Copy the entries exactly, leaving out nothing.

::: Data supplied :::

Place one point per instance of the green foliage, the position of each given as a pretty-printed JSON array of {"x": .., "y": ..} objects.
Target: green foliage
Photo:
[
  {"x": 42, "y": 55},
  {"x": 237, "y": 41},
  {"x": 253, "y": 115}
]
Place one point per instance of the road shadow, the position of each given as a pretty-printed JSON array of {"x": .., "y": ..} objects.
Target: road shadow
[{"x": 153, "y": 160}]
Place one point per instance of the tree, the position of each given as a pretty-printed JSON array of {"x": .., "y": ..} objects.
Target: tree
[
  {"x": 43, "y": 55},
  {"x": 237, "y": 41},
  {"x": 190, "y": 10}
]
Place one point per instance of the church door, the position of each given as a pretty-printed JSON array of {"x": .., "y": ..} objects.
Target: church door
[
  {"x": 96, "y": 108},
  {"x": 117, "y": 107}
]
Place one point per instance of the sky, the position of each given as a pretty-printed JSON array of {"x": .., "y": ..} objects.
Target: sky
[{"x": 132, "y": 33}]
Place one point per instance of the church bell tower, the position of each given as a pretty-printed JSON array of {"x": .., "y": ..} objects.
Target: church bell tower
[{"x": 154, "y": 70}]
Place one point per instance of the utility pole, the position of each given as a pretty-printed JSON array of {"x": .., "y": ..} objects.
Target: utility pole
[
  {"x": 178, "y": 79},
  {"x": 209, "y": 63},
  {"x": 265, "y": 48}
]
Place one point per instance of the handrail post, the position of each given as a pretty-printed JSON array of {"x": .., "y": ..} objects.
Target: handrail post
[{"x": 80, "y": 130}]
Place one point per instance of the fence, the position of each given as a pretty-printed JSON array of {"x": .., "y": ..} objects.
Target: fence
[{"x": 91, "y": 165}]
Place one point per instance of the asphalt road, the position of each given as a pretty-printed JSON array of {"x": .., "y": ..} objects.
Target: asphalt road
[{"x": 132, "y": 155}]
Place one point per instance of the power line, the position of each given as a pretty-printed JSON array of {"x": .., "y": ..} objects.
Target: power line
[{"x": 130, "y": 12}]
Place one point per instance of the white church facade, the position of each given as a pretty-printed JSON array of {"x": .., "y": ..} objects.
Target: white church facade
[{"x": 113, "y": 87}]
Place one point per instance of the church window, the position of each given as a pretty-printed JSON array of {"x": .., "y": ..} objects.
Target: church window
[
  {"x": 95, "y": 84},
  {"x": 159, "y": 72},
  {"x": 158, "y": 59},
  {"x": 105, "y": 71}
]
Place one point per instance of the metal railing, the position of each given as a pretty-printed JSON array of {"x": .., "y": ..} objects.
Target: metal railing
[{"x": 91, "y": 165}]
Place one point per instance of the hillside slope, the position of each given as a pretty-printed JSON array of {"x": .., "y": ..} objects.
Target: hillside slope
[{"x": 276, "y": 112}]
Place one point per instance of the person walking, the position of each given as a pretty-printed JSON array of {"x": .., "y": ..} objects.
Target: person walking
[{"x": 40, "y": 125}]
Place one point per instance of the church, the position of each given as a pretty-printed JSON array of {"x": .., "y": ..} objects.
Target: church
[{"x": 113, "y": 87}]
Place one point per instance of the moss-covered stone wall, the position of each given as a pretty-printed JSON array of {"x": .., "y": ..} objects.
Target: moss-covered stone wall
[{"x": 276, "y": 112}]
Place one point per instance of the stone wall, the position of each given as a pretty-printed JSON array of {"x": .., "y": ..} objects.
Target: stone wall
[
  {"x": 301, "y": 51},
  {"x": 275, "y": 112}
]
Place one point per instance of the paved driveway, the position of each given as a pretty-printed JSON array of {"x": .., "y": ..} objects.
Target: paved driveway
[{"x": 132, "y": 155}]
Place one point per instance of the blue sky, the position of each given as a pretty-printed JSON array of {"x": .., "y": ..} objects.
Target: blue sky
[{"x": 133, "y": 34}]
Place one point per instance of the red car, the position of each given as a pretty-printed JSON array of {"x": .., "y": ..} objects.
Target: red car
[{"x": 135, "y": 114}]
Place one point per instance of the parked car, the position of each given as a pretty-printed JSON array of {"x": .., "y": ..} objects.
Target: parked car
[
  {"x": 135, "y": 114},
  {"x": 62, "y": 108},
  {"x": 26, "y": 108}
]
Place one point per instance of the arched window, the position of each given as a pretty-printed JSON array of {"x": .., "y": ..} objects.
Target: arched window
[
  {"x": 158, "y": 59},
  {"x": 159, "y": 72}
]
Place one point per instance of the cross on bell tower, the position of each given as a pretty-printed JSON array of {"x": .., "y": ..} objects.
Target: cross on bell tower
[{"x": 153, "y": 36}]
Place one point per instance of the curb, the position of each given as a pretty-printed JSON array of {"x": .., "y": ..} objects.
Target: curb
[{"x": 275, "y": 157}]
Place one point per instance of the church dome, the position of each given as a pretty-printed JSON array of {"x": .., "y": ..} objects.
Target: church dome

:::

→ Result for this exercise:
Place one point per instance of the green foliage, the position of each given as a pretty-printed JSON array of {"x": .., "y": ..} objects.
Target: green foliage
Photo:
[
  {"x": 42, "y": 55},
  {"x": 237, "y": 41},
  {"x": 253, "y": 115}
]
Place one point per instance of the road shadow, the position of each given as a pretty-printed JSON array of {"x": .., "y": ..} objects.
Target: road shadow
[{"x": 153, "y": 160}]
Place one point per instance of the tree, the position of each given as a pretty-printed JSON array of {"x": .., "y": ..} objects.
Target: tree
[
  {"x": 43, "y": 55},
  {"x": 237, "y": 41},
  {"x": 190, "y": 10}
]
Place one point per instance of the church door, the position of each given as a pretty-printed JSON array of {"x": .., "y": ..} objects.
Target: church door
[
  {"x": 96, "y": 108},
  {"x": 117, "y": 107}
]
Place one point per instance of the sky, the position of each given as a pretty-printed JSON array of {"x": .., "y": ..} objects.
Target: sky
[{"x": 132, "y": 33}]
Place one point per instance of the church bell tower, the position of each given as a pretty-printed JSON array of {"x": .., "y": ..} objects.
Target: church bell tower
[{"x": 154, "y": 70}]
Place one point per instance of the utility pole, the position of each given as a pretty-printed JSON array of {"x": .., "y": ..} objects.
Target: utility pole
[
  {"x": 178, "y": 79},
  {"x": 209, "y": 63},
  {"x": 265, "y": 48}
]
Place one point per instance of the handrail post, the position of each given as a pretty-printed JSON array of {"x": .., "y": ..} objects.
Target: handrail post
[{"x": 80, "y": 130}]
Place one point per instance of the fence, the position of each given as a pretty-printed JSON array of {"x": .., "y": ..} objects.
Target: fence
[{"x": 91, "y": 165}]
Place one point per instance of the asphalt road, the position of each given as a pretty-printed JSON array of {"x": .., "y": ..} objects.
Target: asphalt road
[{"x": 132, "y": 155}]
Place one point per instance of the power line, the position of each given as a pretty-printed JSON array of {"x": .., "y": ..} objects.
Target: power line
[{"x": 130, "y": 12}]
Place one point per instance of the white church facade, the position of each given as a pretty-printed JSON array of {"x": .., "y": ..} objects.
Target: white church facade
[{"x": 113, "y": 87}]
Place one point per instance of the church window, the position of each given as a pretty-printed JSON array of {"x": .., "y": ..} objects.
Target: church window
[
  {"x": 95, "y": 84},
  {"x": 159, "y": 72},
  {"x": 158, "y": 59},
  {"x": 105, "y": 71}
]
Place one point per instance of the metal railing, the position of each given as a pretty-printed JSON array of {"x": .., "y": ..} objects.
Target: metal railing
[{"x": 91, "y": 165}]
Place one point per instance of the hillside slope, the position of each given as a pretty-printed JSON array of {"x": .., "y": ..} objects.
Target: hillside slope
[{"x": 276, "y": 112}]
Place one point per instance of the person walking, the position of each given as a pretty-printed JSON array of {"x": .., "y": ..} objects.
Target: person walking
[{"x": 40, "y": 125}]
Place one point per instance of the church, the position of each given as a pretty-printed JSON array of {"x": .., "y": ..} objects.
Target: church
[{"x": 113, "y": 87}]
Place one point per instance of the moss-covered stone wall, the position of each given as a pretty-printed JSON array of {"x": .., "y": ..} objects.
Target: moss-covered stone wall
[{"x": 276, "y": 112}]
Place one point per instance of the stone wall, the position of each given as a pretty-printed JSON array of {"x": .., "y": ..} objects.
Target: stone wall
[
  {"x": 301, "y": 51},
  {"x": 275, "y": 112}
]
Place one point per instance of the paved driveway, the position of each given as a pretty-printed JSON array of {"x": .., "y": ..} objects.
Target: paved driveway
[{"x": 132, "y": 155}]
Place one point per instance of the blue sky, the position of each given as a pretty-printed JSON array of {"x": .., "y": ..} objects.
Target: blue sky
[{"x": 133, "y": 34}]
Place one point per instance of the red car, the position of each given as a pretty-printed JSON array of {"x": .., "y": ..} objects.
Target: red car
[{"x": 135, "y": 114}]
Place one point per instance of the parked car, the position of each given as a pretty-printed JSON array of {"x": .., "y": ..} objects.
Target: parked car
[
  {"x": 135, "y": 114},
  {"x": 62, "y": 108},
  {"x": 26, "y": 108}
]
Place one point per instance of the arched window, the position of each given as a pretty-printed JSON array of {"x": .., "y": ..} objects.
Target: arched window
[
  {"x": 158, "y": 59},
  {"x": 159, "y": 72}
]
Place one point per instance of the cross on bell tower, the position of each given as a pretty-printed JSON array of {"x": .., "y": ..} objects.
Target: cross on bell tower
[{"x": 153, "y": 36}]
Place one point per instance of the curb, the position of each given as a pretty-printed JSON array of {"x": .., "y": ..} objects.
Target: curb
[{"x": 275, "y": 157}]
Place one point per instance of the church dome, the position of each given as a pretty-printed JSON array of {"x": .., "y": ..} objects.
Target: church dome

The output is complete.